━━ Listed entries

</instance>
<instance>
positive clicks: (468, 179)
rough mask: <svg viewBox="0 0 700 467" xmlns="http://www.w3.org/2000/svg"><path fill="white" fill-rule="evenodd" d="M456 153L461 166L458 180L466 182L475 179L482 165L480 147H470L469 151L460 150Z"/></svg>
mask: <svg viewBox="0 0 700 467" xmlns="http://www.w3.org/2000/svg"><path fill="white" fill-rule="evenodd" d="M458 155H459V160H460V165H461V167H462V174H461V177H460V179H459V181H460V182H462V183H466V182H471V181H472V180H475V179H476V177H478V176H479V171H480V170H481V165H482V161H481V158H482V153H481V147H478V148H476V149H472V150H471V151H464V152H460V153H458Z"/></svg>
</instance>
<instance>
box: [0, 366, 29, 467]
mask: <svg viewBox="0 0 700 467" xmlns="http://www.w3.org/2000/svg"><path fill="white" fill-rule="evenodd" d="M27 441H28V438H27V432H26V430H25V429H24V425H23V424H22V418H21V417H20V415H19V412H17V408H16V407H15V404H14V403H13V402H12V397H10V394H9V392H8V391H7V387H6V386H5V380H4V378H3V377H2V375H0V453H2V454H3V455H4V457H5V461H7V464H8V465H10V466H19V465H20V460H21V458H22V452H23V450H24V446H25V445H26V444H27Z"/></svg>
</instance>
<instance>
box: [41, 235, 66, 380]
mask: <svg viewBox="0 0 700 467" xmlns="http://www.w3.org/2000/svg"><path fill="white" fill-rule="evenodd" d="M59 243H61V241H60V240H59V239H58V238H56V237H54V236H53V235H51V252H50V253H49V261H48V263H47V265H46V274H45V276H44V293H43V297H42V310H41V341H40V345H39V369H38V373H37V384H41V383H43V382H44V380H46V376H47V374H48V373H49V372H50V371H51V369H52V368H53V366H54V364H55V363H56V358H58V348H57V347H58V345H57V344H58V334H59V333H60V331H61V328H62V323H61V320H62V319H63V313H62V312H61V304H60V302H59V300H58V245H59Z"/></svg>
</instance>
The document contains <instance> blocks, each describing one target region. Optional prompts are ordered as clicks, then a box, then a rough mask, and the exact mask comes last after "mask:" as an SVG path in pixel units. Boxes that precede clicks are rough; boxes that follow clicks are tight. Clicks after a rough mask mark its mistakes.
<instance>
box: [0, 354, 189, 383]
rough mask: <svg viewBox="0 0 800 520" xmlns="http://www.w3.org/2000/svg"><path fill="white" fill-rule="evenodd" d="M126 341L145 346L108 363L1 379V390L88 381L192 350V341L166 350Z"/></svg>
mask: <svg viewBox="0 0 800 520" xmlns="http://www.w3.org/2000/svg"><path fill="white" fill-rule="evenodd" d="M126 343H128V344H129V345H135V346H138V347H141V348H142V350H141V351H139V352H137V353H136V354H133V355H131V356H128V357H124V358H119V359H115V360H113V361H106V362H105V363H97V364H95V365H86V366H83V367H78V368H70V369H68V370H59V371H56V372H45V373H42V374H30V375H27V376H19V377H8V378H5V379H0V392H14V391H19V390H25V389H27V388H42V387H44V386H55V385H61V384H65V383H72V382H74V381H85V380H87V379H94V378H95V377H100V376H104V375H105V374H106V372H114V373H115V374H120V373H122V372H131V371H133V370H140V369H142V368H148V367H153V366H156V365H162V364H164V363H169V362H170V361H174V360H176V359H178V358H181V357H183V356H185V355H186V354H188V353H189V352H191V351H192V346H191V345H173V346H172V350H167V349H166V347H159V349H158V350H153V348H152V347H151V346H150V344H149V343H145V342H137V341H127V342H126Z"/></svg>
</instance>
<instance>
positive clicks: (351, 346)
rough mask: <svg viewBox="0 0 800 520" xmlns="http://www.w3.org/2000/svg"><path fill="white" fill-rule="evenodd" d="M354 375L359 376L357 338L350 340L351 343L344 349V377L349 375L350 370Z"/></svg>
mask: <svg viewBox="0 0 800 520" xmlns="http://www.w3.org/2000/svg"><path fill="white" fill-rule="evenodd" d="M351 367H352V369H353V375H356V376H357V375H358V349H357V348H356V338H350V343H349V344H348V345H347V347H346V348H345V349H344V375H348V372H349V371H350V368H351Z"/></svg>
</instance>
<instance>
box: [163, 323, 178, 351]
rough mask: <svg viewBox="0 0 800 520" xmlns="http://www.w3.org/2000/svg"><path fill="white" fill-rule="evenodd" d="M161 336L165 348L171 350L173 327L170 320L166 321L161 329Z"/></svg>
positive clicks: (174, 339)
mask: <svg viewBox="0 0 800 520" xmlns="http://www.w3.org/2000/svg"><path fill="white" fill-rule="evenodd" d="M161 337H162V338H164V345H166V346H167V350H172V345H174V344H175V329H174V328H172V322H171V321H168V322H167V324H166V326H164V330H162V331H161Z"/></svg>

━━━━

Gather each line of the records that contains the string "clicks", and treat uppercase and lowercase letters as different.

positive clicks: (468, 179)
The document contains <instance> blocks, each describing one target region. Optional prompts are ordered as clicks, then a box, then a rough mask, and the exact mask comes last after "mask:" as an SVG path in pixel units. Boxes that precede clicks are rough; boxes that follow clicks are tight. Clicks after a rough mask mark its mistakes.
positive clicks: (351, 346)
positive clicks: (174, 339)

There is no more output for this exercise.